— Start of MATERIAL TO PROCESS —

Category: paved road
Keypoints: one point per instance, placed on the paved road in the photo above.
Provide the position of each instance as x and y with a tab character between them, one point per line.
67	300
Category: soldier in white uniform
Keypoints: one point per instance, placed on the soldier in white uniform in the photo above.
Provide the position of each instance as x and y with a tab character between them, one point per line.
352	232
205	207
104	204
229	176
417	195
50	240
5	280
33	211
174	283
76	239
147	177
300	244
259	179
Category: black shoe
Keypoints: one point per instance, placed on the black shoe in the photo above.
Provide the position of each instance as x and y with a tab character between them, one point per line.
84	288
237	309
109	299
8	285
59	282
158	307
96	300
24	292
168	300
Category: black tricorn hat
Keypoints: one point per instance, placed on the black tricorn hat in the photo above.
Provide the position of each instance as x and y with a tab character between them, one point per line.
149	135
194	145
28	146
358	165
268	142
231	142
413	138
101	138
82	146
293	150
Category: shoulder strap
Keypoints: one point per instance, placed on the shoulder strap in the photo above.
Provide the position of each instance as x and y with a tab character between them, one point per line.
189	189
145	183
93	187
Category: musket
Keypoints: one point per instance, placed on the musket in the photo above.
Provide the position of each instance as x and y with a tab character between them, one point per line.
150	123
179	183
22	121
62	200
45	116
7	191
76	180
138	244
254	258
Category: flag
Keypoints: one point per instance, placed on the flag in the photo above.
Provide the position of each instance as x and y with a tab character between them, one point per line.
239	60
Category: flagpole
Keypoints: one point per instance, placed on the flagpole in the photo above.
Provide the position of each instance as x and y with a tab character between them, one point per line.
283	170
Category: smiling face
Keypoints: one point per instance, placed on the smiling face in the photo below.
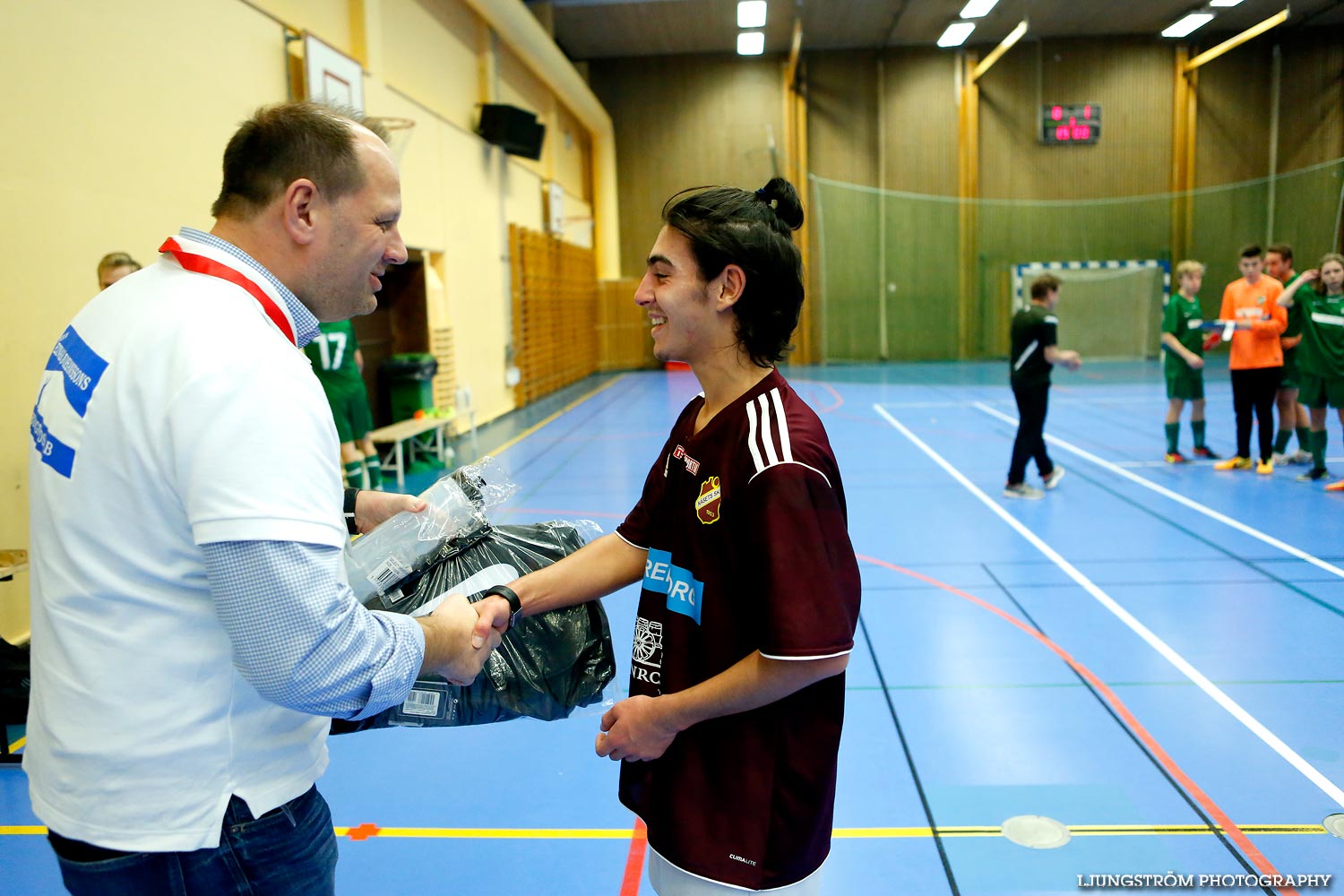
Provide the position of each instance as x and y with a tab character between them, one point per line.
687	323
362	238
109	276
1279	268
1190	282
1252	268
1332	277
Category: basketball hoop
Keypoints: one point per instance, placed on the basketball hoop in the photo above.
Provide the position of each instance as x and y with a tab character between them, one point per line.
398	132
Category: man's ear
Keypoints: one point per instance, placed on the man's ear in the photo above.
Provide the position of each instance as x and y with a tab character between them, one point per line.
301	201
728	288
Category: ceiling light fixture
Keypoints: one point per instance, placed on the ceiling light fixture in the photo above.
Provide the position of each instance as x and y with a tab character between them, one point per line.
980	8
1185	26
956	34
752	13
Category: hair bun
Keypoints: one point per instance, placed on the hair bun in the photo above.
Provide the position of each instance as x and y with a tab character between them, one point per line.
784	201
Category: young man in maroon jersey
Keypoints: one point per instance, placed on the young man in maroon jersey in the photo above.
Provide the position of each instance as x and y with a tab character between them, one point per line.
750	592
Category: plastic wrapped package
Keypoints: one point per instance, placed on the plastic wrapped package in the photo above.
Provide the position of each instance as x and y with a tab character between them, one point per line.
405	546
546	667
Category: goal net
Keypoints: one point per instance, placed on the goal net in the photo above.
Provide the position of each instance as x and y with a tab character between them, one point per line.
1107	308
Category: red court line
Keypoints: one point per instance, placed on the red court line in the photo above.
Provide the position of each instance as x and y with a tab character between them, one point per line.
634	860
1117	704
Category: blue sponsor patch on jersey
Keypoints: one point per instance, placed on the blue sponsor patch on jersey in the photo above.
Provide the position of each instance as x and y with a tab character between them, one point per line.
685	591
82	368
53	452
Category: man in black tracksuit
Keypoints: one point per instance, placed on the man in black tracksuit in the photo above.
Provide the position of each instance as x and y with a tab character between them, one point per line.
1034	352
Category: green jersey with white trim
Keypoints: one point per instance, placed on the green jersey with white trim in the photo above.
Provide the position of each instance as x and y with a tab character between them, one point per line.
1182	320
332	354
1322	352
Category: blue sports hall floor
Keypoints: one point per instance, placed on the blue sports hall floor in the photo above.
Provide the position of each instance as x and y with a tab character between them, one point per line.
1150	657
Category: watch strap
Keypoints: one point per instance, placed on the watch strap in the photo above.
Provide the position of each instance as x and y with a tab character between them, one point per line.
515	606
349	511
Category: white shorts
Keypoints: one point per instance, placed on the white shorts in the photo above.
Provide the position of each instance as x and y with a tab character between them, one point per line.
669	880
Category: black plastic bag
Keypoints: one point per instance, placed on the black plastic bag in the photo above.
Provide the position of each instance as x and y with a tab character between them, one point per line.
546	667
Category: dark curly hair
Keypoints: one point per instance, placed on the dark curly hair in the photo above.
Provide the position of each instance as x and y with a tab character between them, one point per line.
754	231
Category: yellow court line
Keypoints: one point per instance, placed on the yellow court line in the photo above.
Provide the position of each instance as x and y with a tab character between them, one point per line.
839	833
564	410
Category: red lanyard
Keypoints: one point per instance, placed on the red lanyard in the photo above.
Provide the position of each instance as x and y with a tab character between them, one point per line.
210	268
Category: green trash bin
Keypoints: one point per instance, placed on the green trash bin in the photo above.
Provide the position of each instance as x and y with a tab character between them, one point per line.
408	382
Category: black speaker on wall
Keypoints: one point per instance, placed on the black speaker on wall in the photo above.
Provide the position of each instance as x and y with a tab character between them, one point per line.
515	129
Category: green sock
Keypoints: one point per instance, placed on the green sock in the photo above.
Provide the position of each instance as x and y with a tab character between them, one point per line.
374	469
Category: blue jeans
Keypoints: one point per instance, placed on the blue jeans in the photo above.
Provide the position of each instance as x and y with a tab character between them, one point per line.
290	850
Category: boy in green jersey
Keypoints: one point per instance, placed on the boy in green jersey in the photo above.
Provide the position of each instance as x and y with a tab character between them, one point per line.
1322	354
338	363
1183	360
1292	414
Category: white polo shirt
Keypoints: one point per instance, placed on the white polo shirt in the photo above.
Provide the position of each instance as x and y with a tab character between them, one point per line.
174	413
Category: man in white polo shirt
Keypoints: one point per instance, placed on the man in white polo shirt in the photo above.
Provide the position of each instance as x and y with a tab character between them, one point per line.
193	626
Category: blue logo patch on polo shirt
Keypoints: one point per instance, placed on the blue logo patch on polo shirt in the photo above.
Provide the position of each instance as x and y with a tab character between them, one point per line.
82	368
685	591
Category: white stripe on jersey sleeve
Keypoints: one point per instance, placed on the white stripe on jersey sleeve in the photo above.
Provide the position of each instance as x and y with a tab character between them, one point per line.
824	478
785	447
825	656
766	435
752	427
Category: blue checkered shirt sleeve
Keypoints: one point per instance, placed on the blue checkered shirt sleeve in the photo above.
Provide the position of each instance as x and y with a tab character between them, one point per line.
298	634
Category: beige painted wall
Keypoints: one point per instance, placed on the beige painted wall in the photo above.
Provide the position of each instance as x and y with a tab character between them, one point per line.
123	125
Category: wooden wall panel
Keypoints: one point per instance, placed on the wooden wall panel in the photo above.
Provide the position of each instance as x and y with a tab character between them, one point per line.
919	120
1231	136
1311	125
1132	80
556	338
685	121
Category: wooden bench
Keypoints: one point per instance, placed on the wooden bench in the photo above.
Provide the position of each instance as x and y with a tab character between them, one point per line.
408	433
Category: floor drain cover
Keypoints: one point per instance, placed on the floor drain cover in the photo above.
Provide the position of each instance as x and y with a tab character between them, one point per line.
1335	823
1035	831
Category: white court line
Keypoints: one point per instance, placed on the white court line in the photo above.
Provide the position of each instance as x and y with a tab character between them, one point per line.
1289	755
1133	465
1180	498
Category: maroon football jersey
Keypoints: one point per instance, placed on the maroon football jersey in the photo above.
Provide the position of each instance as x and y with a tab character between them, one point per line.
745	525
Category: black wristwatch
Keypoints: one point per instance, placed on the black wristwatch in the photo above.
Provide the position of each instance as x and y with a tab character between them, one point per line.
515	606
349	511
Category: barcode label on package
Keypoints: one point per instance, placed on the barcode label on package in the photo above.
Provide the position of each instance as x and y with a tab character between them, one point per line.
387	573
422	702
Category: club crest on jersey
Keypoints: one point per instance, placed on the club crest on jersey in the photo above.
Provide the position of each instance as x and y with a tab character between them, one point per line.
693	466
707	505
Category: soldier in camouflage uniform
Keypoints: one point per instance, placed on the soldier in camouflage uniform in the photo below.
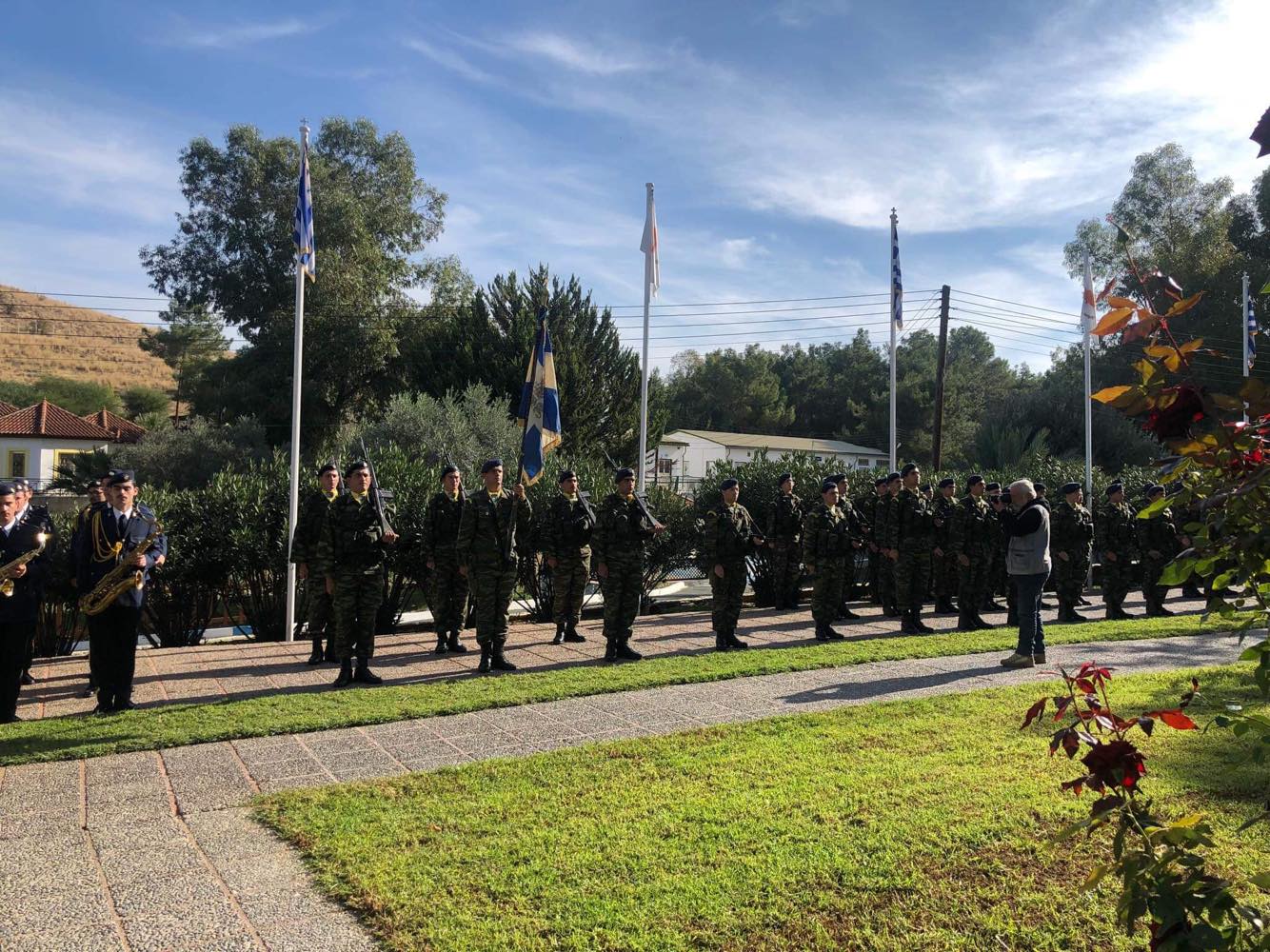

— End of MATERIAL TO PROCESS —

Collect every line above that contains the word "painted" and copy each one in full.

REPLY =
Category: beige painted wall
Keypoints: one point per instance, placed on the beige painted wall in the photo above.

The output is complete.